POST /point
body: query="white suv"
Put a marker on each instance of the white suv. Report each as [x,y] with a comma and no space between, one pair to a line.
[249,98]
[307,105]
# # # #
BRIEF →
Can you rewrite the entries with every "white suv" replaced by "silver van" and nothing else changed?

EXERCISE ANSWER →
POST /point
body: query="silver van"
Put a marker on each instance of the silver van. Report each as [x,y] with a comma and no space between, one pair to a line.
[249,98]
[307,105]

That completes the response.